▶ [INSTRUCTIONS FOR THE TASK] Without including any pictures, copy each entry below exactly.

[Pointing and labeling entries]
## BEGIN
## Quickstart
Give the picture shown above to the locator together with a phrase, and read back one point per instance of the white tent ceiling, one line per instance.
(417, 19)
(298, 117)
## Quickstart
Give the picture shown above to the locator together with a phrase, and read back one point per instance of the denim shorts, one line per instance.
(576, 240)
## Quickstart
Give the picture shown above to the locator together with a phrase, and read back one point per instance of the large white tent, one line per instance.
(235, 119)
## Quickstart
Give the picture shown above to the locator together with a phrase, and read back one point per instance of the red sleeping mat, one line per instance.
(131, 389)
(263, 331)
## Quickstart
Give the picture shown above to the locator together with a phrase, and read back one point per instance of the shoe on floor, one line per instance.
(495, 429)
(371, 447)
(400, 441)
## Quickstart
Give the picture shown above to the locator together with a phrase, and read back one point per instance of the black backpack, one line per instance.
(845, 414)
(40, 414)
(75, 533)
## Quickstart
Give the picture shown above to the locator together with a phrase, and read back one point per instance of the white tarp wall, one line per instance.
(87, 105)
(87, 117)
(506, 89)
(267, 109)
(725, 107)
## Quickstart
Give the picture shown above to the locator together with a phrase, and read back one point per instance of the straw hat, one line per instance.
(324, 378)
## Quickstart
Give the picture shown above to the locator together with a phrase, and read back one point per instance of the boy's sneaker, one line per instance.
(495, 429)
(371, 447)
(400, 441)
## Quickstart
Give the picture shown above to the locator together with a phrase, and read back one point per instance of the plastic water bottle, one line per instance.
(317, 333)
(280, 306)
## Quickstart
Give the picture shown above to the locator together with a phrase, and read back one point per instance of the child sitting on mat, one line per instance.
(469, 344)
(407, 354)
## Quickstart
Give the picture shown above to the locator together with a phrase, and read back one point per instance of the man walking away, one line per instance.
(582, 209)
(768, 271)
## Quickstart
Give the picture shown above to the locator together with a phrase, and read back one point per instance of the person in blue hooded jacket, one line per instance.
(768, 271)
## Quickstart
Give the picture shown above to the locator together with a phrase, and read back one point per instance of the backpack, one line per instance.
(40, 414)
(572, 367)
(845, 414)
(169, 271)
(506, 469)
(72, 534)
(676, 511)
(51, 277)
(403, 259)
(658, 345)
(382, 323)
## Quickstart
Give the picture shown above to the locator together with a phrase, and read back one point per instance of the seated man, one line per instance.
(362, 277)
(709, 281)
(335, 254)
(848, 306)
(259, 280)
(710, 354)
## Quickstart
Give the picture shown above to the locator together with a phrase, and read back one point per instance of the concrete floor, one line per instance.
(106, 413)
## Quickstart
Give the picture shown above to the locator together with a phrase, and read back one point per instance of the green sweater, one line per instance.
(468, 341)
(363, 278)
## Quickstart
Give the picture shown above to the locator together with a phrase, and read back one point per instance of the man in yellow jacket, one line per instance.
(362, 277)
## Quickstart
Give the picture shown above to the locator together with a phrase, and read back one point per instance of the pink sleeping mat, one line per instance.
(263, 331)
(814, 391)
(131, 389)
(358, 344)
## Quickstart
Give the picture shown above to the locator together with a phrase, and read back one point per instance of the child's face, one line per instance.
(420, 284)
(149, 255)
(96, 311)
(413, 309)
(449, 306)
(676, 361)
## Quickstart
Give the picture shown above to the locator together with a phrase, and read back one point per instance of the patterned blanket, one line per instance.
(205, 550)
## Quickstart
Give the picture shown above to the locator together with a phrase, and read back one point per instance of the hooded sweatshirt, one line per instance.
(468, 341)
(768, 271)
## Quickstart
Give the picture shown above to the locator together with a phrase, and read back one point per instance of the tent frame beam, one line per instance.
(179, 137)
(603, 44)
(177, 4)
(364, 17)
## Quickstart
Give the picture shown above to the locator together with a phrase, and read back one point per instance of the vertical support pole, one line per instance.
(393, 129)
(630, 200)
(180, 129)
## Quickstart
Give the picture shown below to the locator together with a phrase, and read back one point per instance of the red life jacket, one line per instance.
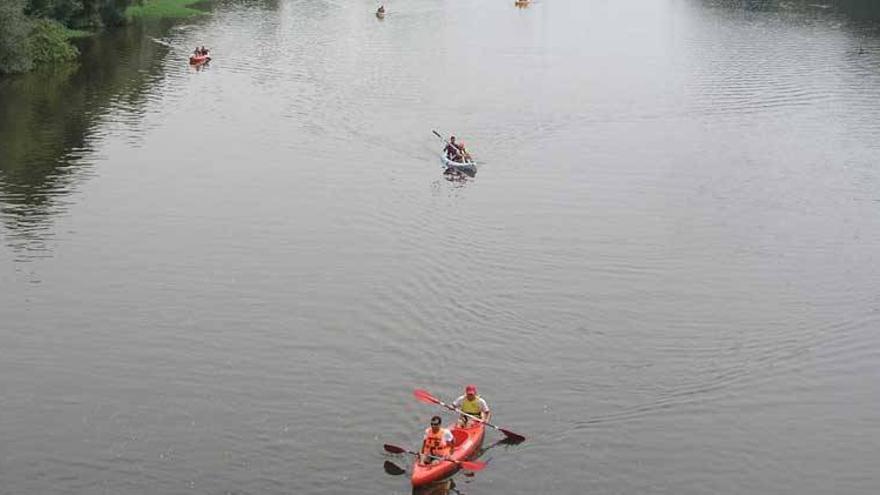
(435, 444)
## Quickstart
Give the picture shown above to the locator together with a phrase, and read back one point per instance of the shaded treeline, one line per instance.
(857, 10)
(49, 121)
(34, 32)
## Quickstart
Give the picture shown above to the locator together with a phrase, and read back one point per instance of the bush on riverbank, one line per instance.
(48, 43)
(35, 32)
(14, 30)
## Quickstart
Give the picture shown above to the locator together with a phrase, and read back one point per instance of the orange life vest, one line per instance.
(435, 443)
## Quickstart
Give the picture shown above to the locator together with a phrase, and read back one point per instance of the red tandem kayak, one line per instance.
(467, 442)
(199, 60)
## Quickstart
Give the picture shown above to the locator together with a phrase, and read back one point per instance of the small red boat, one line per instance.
(467, 442)
(199, 59)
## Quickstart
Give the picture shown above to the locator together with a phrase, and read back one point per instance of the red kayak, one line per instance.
(199, 59)
(467, 442)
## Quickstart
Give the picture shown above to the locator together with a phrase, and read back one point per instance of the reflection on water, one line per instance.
(666, 275)
(48, 128)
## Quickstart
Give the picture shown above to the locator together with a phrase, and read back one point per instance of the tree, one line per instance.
(14, 30)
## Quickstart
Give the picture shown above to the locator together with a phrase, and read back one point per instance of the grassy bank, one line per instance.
(164, 8)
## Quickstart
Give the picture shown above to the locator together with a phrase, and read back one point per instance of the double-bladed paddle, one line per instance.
(469, 465)
(426, 397)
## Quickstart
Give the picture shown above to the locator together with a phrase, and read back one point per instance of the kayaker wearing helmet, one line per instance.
(472, 404)
(438, 442)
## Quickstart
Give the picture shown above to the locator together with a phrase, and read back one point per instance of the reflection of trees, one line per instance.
(46, 122)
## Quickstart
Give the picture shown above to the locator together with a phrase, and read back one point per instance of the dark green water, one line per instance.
(229, 280)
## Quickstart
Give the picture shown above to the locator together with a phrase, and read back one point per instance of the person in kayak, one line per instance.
(472, 404)
(438, 442)
(453, 150)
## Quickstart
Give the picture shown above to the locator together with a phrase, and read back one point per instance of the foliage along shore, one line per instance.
(36, 33)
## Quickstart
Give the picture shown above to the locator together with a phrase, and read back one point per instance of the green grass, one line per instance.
(164, 8)
(76, 33)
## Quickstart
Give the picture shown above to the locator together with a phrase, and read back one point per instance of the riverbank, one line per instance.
(43, 38)
(164, 9)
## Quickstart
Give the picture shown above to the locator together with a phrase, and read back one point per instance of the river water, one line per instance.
(664, 274)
## END
▶ [TASK RESULT]
## Quickstart
Give the picture shown above to the locator together with a phrase, and read back one point per instance of the white tent ceiling, one line per instance.
(417, 19)
(298, 117)
## Quickstart
Give the picture shown above to the locator together with a phrase, and read back one point per instance of the denim shorts, one line per instance.
(576, 240)
## Quickstart
Give the picture shown above to the locator together with a phrase, and read back one point per instance of the large white tent, one line per instance.
(235, 119)
## Quickstart
Give the picture shown above to the locator together with a phrase, and read back one point per instance of the red sleeping mat, one line per instance.
(131, 389)
(263, 331)
## Quickstart
Give the picture shown above to the locator together with a phrase, and read back one point per instance of the shoe on floor, one line per instance.
(495, 429)
(371, 447)
(400, 441)
## Quickstart
Give the picture shown above to the locator together with a phrase, and read back one point per instance of the black backpack, one line per instance.
(845, 414)
(40, 414)
(75, 533)
## Quickstart
Give the picture shown above to the locator together with a phrase, and read back one point per instance of the white tarp wall, one line per instance.
(87, 105)
(87, 117)
(506, 89)
(267, 109)
(725, 107)
## Quickstart
Give the picture shown above to the locator together with a phrase, and read back one point per instance of the straw hat, one line per instance.
(324, 378)
## Quickstart
Give the picture shown above to the locator together with a phrase, and read back one point per instance of the boy's sneaker, one line per instance.
(495, 429)
(371, 447)
(400, 441)
## Quickstart
Give the picture shown above to the locator together with a phrase, and read back one point per instance of the plastic water bottle, one line per instance.
(317, 333)
(280, 306)
## Quickstart
Give the picture shown above to the locator together with a phrase, and read back one point per instance of the child sitting on mat, one line per instance.
(469, 344)
(407, 354)
## Quickstart
Give the picture shown above to the locator together with a phrase, and read back one point per instance of the man walking away, one line per instance.
(582, 209)
(768, 271)
## Quickstart
Give the picture shown above to the locator together with a phrase, and read back one point per instance of the person in blue hooded jacket, one line per instance.
(768, 271)
## Quickstart
Give the picture shown above to the locator together with a phrase, and read back one point per instance of the backpack, one line per instance.
(40, 414)
(572, 367)
(845, 414)
(169, 271)
(506, 469)
(72, 534)
(676, 511)
(51, 277)
(403, 259)
(658, 345)
(382, 323)
## Quickstart
Give the picture shown above to the locator together with a phrase, and read back one point per instance of the seated man, one line per instance.
(362, 277)
(709, 281)
(335, 254)
(848, 306)
(259, 280)
(710, 354)
## Quickstart
Give the picture shown above to the locator together with a phrase, and read back one point per instance of the concrete floor, one line per instance.
(106, 413)
## Quickstart
Give the picture shown above to the locator together with a phrase, and read back one point per instance of the green sweater, one line per instance.
(468, 341)
(363, 278)
## Quickstart
Give the picture shown above to the locator together with a phrase, and read back one point per instance of the man in yellow jacket, one line per instance.
(362, 277)
## Quickstart
Give the picture shown above to the locator together with a phrase, and read back one point per instance of the pink sleeping mat, one line per instance.
(263, 331)
(814, 391)
(131, 389)
(358, 344)
## Quickstart
Give the picture shown above to the locator together with a phrase, and read back one point per instance of the child's face, one line per instance.
(420, 284)
(149, 255)
(96, 311)
(413, 309)
(449, 306)
(676, 361)
## Quickstart
Give the picture shown above to the locator together with a phrase, and read back one point per instance of the patterned blanket, one line per instance.
(205, 550)
## Quickstart
Give the picture shown above to the locator together with a phrase, and read back one point per instance of the hooded sweatshirt, one line per instance.
(468, 341)
(768, 271)
## Quickstart
Give the picture shown above to the locator together with a phrase, and read back one point per instance of the tent frame beam, one line per instance.
(179, 137)
(603, 44)
(177, 4)
(364, 17)
## Quickstart
Give the picture shown above to the locator together with a phrase, and read back one point per instance of the vertical support pole, one line per instance.
(393, 129)
(630, 200)
(180, 129)
## Quickstart
Give the picture shown below to the locator together with a phrase, and read back one point per instance of the red life jacket, one line per instance.
(435, 444)
## Quickstart
Give the picture shown above to the locator together with a phrase, and read back one point per instance of the shaded treeline, one line per instance.
(857, 10)
(49, 121)
(34, 32)
## Quickstart
Give the picture shown above to the locator together with a phrase, and read back one point per instance of the bush on riverbank, one line per instance.
(48, 43)
(35, 32)
(14, 30)
## Quickstart
Give the picture shown above to the locator together with a phrase, and read back one point per instance of the orange life vest, one line per instance.
(435, 443)
## Quickstart
Give the picture shown above to the locator together with a phrase, and read back one point per instance of the red tandem kayak, one line per instance.
(467, 442)
(199, 60)
## Quickstart
Give the picture shown above to the locator together with a phrase, and read back one point per instance of the small red boat, one line per instance.
(467, 442)
(199, 59)
## Quickstart
Give the picture shown above to the locator together with a phrase, and read back one point per instance of the red kayak, one line per instance.
(199, 59)
(467, 442)
## Quickstart
Give the picture shown above to the locator together with a phrase, and read back one point per instance of the reflection on water, one line per instance.
(666, 275)
(48, 128)
## Quickstart
Give the picture shown above to the locator together with a phrase, and read back one point per instance of the tree, one line per instance.
(14, 30)
## Quickstart
Give the picture shown above to the locator together with a phrase, and read back one point per instance of the grassy bank, one line per instance.
(164, 8)
## Quickstart
Give the picture shown above to the locator together with a phrase, and read back one point per instance of the double-bladed paddle, one line per instance.
(469, 465)
(426, 397)
## Quickstart
Give the picture shown above to the locator together with a phrase, and read back one point per instance of the kayaker wearing helmet, one line per instance.
(472, 404)
(438, 442)
## Quickstart
Give the picture shown above to the locator together with a phrase, and read back one point per instance of the reflection of trees, one line per instance.
(46, 122)
## Quickstart
Give the picture shown above to the locator together with a phrase, and read back one point per instance of the dark green water, one line per instance.
(229, 280)
## Quickstart
Give the picture shown above to the locator together with a phrase, and read back one point per instance of the person in kayak, one line per instance.
(472, 404)
(438, 442)
(453, 150)
## Quickstart
Give the picture shown above to the locator together with a phrase, and read back one point per instance of the foliage along shore, one line per instance.
(36, 33)
## Quickstart
Give the picture shown above to the locator together with a phrase, and read back one point per instance of the green grass, one line per instance.
(164, 8)
(76, 33)
## Quickstart
Give the picture shown above to the locator together with a phrase, and read back one point per instance of the riverbank, one line per instance.
(43, 38)
(164, 9)
## Quickstart
Give the picture shown above to the locator together with a phrase, and read back one point per instance of the river water, one line per instance.
(664, 274)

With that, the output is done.